> **Aim of the task**
Return every line in the records below that contains the word "tire", copying each line in full.

> **Record extracts**

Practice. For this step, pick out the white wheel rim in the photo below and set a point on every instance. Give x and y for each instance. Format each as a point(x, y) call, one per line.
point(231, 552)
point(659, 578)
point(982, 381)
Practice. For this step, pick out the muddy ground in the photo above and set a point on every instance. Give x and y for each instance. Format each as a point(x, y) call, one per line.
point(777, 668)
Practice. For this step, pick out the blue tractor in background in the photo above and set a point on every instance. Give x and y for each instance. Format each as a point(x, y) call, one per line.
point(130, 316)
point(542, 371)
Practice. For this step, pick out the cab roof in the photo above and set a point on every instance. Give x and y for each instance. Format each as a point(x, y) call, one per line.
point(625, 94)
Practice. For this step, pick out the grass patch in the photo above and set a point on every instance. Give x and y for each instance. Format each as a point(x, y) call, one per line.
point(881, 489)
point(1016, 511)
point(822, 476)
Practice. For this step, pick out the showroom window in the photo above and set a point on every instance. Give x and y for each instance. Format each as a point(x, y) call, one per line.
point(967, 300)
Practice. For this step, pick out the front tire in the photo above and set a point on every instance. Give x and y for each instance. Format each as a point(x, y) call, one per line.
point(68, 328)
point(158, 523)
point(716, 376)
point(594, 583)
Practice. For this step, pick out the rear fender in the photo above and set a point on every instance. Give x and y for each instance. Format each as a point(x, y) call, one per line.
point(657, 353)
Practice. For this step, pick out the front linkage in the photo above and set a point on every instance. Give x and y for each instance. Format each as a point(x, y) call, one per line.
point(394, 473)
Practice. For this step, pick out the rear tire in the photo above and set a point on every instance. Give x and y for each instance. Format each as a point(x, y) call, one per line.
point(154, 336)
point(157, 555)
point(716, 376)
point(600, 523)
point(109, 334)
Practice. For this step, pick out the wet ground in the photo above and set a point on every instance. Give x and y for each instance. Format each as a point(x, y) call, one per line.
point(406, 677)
--
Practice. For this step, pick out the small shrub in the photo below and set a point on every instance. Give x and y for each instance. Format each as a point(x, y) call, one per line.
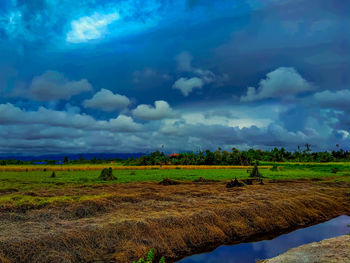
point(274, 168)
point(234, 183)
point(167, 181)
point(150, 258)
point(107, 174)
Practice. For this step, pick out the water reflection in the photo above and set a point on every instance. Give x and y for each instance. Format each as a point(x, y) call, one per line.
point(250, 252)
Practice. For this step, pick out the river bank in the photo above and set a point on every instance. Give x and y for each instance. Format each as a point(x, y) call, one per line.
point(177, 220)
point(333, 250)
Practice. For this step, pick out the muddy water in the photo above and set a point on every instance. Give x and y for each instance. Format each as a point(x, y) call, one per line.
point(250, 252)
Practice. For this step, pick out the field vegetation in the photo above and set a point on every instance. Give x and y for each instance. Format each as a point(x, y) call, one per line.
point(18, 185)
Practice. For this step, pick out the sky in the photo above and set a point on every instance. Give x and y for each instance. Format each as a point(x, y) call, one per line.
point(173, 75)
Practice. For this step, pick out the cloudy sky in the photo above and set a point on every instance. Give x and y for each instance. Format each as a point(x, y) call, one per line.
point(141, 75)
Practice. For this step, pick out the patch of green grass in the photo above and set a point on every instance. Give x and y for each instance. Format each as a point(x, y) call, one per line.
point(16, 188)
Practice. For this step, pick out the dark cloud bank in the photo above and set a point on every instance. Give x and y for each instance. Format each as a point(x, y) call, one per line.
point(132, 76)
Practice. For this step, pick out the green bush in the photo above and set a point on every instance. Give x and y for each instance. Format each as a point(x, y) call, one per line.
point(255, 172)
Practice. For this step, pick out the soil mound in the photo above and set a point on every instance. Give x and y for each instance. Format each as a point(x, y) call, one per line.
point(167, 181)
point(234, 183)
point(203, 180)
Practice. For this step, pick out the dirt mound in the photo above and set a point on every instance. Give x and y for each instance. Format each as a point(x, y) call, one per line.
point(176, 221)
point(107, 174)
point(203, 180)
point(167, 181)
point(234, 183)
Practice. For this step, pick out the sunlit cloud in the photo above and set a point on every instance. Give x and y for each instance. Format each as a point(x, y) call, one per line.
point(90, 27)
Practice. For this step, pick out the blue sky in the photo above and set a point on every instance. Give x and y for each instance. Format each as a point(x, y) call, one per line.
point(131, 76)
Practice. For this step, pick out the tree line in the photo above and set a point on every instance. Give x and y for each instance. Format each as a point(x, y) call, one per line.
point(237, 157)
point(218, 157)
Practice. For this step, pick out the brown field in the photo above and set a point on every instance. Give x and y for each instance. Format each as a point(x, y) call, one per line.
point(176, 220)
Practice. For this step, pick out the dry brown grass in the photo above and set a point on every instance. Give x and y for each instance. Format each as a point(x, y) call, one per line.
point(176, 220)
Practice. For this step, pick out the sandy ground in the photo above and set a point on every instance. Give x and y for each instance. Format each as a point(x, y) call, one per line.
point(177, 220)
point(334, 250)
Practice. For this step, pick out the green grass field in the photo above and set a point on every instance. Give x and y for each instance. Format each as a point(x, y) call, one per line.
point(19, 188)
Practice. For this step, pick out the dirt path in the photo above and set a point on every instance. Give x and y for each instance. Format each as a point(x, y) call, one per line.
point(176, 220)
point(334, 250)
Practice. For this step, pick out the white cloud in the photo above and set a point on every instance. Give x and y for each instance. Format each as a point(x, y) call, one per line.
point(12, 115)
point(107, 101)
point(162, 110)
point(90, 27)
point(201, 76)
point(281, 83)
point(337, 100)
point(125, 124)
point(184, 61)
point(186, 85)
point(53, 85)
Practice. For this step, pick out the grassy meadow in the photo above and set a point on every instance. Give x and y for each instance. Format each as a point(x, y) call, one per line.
--
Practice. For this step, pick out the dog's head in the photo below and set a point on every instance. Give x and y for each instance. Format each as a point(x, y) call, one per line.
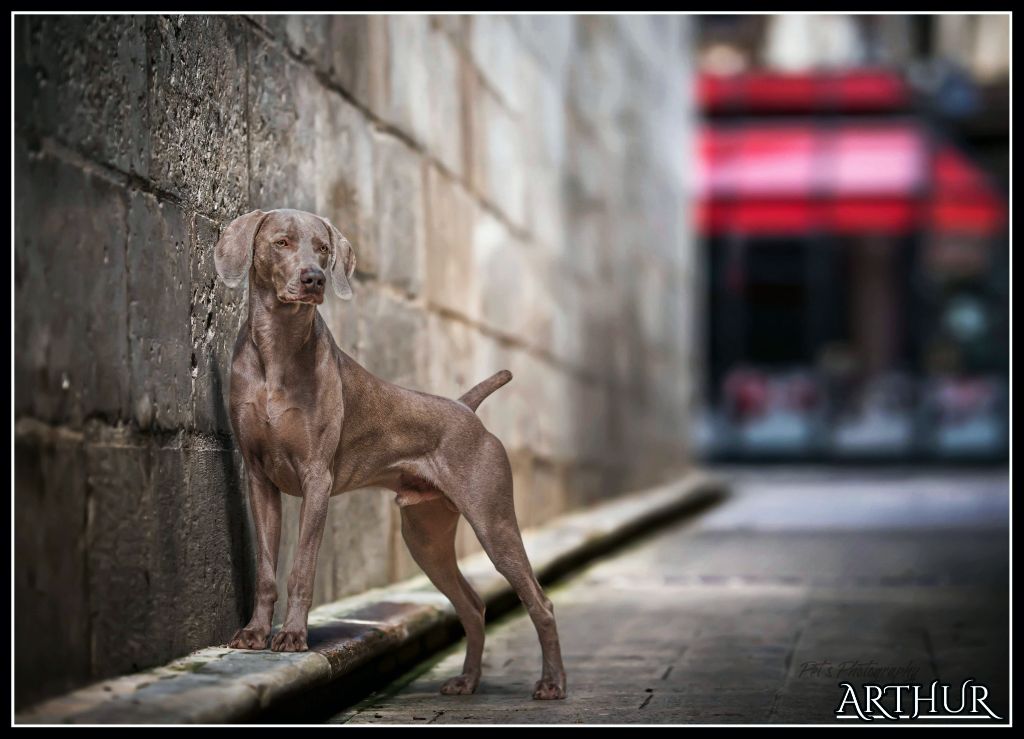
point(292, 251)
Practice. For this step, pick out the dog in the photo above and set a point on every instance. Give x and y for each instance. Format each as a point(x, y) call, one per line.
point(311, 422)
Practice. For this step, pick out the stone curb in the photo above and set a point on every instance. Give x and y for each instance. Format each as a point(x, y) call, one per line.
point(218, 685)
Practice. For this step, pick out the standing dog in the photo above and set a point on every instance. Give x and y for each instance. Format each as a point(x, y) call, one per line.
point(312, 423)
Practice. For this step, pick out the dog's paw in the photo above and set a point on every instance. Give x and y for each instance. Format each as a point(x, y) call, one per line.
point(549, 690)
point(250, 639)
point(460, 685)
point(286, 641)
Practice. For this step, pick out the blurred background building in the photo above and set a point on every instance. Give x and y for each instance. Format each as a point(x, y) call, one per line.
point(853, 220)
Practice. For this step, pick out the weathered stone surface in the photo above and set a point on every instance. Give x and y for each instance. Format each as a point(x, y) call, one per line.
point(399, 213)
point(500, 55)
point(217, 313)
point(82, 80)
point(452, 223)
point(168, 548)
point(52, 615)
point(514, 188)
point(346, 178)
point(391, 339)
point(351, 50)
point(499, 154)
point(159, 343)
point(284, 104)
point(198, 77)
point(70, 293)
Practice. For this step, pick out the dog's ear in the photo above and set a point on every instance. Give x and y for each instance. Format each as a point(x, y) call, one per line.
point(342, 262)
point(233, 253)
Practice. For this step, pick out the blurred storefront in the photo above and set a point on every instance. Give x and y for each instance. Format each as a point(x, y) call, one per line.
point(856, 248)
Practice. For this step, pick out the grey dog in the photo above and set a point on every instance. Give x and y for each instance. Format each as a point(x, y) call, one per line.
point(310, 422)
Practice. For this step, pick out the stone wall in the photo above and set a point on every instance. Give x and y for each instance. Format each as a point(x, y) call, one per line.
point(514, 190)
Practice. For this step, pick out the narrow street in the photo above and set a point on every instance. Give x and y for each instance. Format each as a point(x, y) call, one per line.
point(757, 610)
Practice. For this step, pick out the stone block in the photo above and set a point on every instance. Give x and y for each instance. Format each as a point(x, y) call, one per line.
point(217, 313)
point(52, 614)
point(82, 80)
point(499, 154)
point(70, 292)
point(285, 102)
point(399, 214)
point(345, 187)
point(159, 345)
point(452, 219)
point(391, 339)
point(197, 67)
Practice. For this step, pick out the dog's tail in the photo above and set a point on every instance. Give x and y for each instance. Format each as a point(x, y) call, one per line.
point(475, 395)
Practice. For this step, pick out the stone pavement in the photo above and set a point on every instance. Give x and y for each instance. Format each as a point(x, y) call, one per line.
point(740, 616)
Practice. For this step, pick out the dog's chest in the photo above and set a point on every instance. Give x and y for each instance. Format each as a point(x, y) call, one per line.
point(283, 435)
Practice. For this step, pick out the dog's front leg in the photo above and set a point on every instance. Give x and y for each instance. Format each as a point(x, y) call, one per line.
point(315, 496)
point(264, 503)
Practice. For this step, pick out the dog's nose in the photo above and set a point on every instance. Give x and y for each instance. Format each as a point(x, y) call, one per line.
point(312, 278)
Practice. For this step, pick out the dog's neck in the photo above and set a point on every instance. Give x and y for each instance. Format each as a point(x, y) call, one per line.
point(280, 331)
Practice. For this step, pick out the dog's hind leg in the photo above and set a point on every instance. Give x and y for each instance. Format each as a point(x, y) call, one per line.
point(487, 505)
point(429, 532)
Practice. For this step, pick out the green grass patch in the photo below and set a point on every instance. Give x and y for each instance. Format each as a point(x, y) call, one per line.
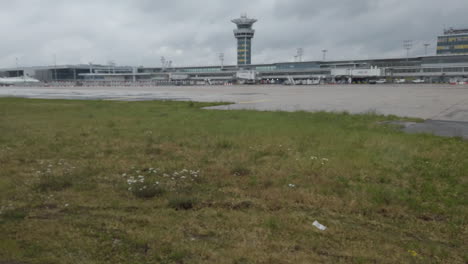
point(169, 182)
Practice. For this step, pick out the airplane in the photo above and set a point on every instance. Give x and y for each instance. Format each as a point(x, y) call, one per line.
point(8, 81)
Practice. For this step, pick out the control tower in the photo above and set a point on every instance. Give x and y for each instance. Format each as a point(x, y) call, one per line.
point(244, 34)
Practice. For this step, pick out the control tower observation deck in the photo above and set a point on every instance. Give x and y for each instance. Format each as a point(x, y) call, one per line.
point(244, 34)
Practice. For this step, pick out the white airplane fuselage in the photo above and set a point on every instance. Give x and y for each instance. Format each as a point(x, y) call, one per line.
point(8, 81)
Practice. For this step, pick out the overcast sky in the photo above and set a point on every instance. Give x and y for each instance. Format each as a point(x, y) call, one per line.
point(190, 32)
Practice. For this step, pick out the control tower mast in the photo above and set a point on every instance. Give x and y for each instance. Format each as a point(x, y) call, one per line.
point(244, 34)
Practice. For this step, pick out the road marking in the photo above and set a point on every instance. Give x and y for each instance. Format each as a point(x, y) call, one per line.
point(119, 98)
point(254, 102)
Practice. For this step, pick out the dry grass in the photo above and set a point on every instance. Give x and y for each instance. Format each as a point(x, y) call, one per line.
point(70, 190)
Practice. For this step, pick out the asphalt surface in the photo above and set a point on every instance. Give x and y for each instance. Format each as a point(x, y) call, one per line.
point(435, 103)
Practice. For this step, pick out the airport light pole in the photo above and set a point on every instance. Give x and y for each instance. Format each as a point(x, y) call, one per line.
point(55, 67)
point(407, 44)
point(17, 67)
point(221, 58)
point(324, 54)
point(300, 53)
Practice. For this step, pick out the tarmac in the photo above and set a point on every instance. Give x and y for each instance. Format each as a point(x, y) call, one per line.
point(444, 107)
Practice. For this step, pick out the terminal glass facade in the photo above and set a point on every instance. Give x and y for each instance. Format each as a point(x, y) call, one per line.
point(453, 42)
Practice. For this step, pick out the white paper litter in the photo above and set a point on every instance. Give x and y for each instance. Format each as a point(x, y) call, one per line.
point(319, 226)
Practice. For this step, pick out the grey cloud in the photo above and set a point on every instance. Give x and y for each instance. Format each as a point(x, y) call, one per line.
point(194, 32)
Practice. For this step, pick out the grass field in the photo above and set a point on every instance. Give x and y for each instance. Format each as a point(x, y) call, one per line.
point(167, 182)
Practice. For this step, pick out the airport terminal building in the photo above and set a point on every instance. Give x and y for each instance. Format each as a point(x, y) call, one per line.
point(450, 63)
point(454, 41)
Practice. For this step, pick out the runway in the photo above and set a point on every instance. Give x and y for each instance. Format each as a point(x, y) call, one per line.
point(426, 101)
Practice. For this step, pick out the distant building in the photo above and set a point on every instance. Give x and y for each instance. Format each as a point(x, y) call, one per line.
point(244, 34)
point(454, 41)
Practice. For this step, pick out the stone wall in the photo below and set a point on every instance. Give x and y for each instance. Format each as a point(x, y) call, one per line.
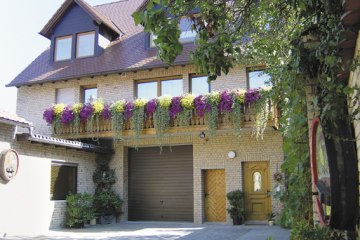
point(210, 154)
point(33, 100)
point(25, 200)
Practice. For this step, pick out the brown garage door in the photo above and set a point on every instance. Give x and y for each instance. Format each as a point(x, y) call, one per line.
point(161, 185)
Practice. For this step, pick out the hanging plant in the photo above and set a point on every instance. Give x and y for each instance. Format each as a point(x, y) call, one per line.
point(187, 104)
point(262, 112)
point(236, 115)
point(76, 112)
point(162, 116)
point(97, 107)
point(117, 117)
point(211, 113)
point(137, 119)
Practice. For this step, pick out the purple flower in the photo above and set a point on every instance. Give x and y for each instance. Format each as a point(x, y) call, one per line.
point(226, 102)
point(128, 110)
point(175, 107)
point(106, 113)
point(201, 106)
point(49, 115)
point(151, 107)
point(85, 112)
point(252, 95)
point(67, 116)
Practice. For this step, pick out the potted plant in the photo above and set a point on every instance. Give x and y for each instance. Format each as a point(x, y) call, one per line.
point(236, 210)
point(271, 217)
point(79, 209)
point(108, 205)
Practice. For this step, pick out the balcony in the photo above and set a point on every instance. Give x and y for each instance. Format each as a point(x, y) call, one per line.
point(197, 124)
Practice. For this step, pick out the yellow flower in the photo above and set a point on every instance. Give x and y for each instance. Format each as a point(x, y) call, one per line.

> **Solved exercise**
Practice. For this step, pick out the front tire in the photo above and set a point on every instance. Give x and y for each instance. Format each as a point(x, y) call, one per line.
Practice. For this step, pick out the rear tire in the photo above and set a point on every instance. Give x and y for each instance. Format each as a point(x, y) call, one per line.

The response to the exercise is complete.